## [Instruction]
Copy out the whole listing exactly as written, leaving the pictures behind.
====== Input data
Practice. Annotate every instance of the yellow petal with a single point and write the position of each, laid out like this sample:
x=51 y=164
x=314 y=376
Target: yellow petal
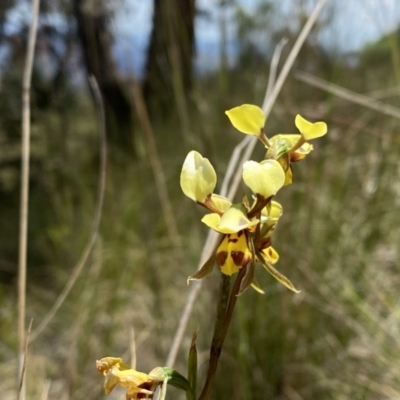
x=232 y=221
x=198 y=177
x=247 y=118
x=222 y=203
x=233 y=253
x=270 y=255
x=127 y=378
x=264 y=178
x=309 y=130
x=269 y=218
x=106 y=363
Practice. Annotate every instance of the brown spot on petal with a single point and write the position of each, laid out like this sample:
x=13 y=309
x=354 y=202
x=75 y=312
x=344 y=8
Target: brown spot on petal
x=221 y=258
x=239 y=258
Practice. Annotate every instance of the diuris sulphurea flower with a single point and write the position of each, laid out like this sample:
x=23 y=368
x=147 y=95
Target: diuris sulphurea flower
x=247 y=229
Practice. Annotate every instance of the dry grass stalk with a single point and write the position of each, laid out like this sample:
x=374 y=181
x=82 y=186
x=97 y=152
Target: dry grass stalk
x=23 y=233
x=212 y=236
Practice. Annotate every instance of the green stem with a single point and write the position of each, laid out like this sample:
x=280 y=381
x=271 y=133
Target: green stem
x=224 y=316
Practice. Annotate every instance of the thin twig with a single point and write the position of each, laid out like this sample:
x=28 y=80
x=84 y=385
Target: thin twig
x=24 y=205
x=212 y=236
x=267 y=107
x=97 y=216
x=158 y=172
x=273 y=69
x=22 y=377
x=348 y=94
x=226 y=305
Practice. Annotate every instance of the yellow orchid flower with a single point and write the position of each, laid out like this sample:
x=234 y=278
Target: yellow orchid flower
x=106 y=363
x=310 y=130
x=136 y=382
x=232 y=221
x=247 y=118
x=264 y=178
x=198 y=177
x=233 y=253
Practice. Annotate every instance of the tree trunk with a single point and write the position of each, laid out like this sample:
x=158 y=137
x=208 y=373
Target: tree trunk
x=96 y=40
x=170 y=55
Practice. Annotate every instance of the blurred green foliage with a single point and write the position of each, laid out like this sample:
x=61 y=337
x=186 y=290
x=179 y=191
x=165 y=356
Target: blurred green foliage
x=339 y=235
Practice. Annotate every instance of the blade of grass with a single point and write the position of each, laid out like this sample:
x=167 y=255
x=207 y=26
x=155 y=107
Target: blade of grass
x=212 y=236
x=24 y=210
x=346 y=94
x=97 y=217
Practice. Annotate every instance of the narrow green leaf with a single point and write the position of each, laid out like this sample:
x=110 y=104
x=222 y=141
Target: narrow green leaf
============
## [Finished answer]
Practice. Annotate every instance of the yellow petal with a single point and write the position of each, laid out like this sample:
x=51 y=164
x=314 y=376
Target: yellow petal
x=232 y=221
x=198 y=177
x=247 y=118
x=222 y=203
x=233 y=253
x=270 y=255
x=127 y=378
x=264 y=178
x=309 y=130
x=269 y=218
x=106 y=363
Practice. Annotate every instance of the brown spot on petal with a single point and write the position of each, laid out like this sample:
x=13 y=309
x=354 y=202
x=75 y=312
x=344 y=8
Target: brown spot on petal
x=221 y=258
x=239 y=258
Practice. Annotate every instance of the diuris sulphurea flower with a single point and write the position of each, laid out like this sample:
x=23 y=368
x=147 y=95
Target: diuris sulphurea flower
x=247 y=229
Practice. Annotate every instance of the dry grass stalk with a single point and write the position of each, laid out like this sample:
x=374 y=181
x=82 y=186
x=97 y=152
Target: dry grass stalk
x=23 y=233
x=212 y=236
Practice. Annotate every instance of the green stem with a single point and write the position of each, laid out like this sample:
x=280 y=381
x=271 y=133
Target: green stem
x=224 y=316
Practice. Annotate every instance of the thin twig with a single point and write the position of each, laid out like this sample:
x=28 y=80
x=84 y=385
Target: thin twig
x=24 y=205
x=212 y=236
x=267 y=107
x=97 y=216
x=158 y=172
x=273 y=69
x=22 y=377
x=348 y=94
x=226 y=305
Practice. Annotate every instance of the yellow orchid flower with a single point and write the position of each, laid out like this sample:
x=234 y=278
Target: yellow orchid flower
x=106 y=363
x=310 y=130
x=136 y=382
x=232 y=221
x=247 y=118
x=264 y=178
x=198 y=177
x=233 y=253
Practice. Annotate every instance of the tree trunk with a single point and write the position of each, laid out like this sample:
x=158 y=137
x=208 y=373
Target: tree trunk
x=96 y=40
x=170 y=55
Practice. Annotate every instance of the blurred green foliage with a single point and write the position of each, laid out like this sample:
x=61 y=337
x=186 y=290
x=179 y=191
x=165 y=356
Target: blurred green foliage
x=339 y=235
Practice. Annotate every instance of the blade of grass with a single point and write the position of each, laid out like this sample:
x=167 y=255
x=207 y=26
x=155 y=107
Target: blade of grass
x=212 y=236
x=24 y=210
x=346 y=94
x=97 y=217
Practice. Annotate every instance of the narrow green leaf with a single point and write the position of each, laid out like this sample:
x=110 y=104
x=222 y=141
Target: narrow green leaf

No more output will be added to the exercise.